### DOCUMENT PASSAGE
>> Begin

Tool discovery is often a challenge for teachers interested in finding ways to use technology that will change the way they and their students work. With so much going on in the classroom, many teachers don’t have the time to test out various apps and find the perfect tool to meet their needs. Luckily, several tech-savvy librarians have been curating the appstheir colleagues find useful and sharing the all-stars with one another through personal learning communities (PLC) and edWeb webinars.
These educators are paying attention to their own working habits, as well as those of students, to figure out which technology products and trends are here to stay. Michelle Luhtala, a school librarian in New Canaan, Connecticut, has noticed that much of her own work has transitioned from the computer to her smartphone. She sees the same trend in students, but also recognizes many schools have policies against phones because they can be distractions.
Luhtala sees school policies banning phones as a disconnect between school and the real world, where mobile devices are aiding productivity more than ever. She often hears from teachers and other colleagues that mobile devices aren’t useful because it’s hard for students to read and type on small screens. But Luhtala wonders if the conversation is too focused are on using new devices in old ways.
“If this is what’s the big deal about mobile learning, then maybe mobile learning does not always require typing and reading,” Luhtala said in an edWeb webinar. “We don’t want to use technology to replace or substitute what we’re doing and have it be the same thing we’ve been doing,” Luhtala said. The real promise of education technology is to redefine how students learn. That doesn’t mean reading and writing won’t be an important part of education, but it could mean that educators need to continue thinking creatively about the best use for powerful and ubiquitous tools like smartphones.

>> End

### DATA PROVIDED
>> Begin

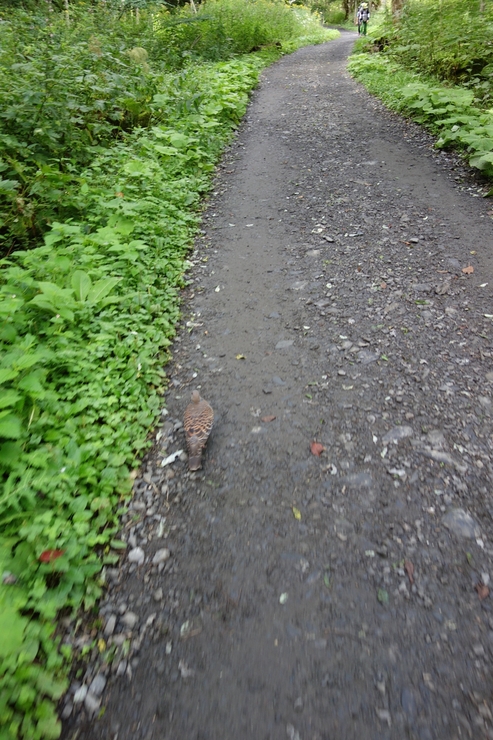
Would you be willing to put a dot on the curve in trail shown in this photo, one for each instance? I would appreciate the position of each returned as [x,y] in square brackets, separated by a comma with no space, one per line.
[335,596]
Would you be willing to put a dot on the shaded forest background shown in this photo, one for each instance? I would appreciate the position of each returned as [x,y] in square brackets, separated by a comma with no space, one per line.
[113,117]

>> End

### REQUIRED TASK A
In the passage on teachers finding classroom technology, recast the paragraph beginning "These educators are paying attention" as a short bulleted list that keeps its main facts.
### REQUIRED TASK B
Carry on the passage about teachers using smartphones and other classroom technology, picking up after its final sentence.

### WRITTEN REPLY A
- Educators watch their own and their students' working habits to judge which technology products and trends will last.
- Michelle Luhtala, a school librarian in New Canaan, Connecticut, has found that much of her work has moved from the computer to her smartphone.
- She sees the same shift in students.
- She also notes that many schools have policies against phones because they can be distracting.

### WRITTEN REPLY B
For her own productivity, Luhtala likes the changes Audible has made to its app, which now allows her to put different news sources into channels, that can be read aloud to her while she’s getting ready in the morning or commuting to work. “It is transformational for me to be able to have my newspaper read to me through an app,” she said.
She’s also pleased that Google Slides now allows users to insert charts, which she says has been long overdue, and adds more functionality. In addition to highlighting some of her favorite digital learning tools, Luhtala called on her professional learning community to recommend their favorite learning apps. Together, they offer this list to overburdened educators looking to hone in on just the right tech tool.
30 APPS LIBRARIANS RECOMMEND
Adobe Capture: “This is one of my two favorite new things,” Luhtala said. The app lets users take a photo of something and then trace the outline. A student can then erase parts, color it in, or enhance areas, all based on the initial sketch provided by the photo. “This has been my dream app because I don’t draw well, but I do art well,” Luhtala said. “It is super rich.”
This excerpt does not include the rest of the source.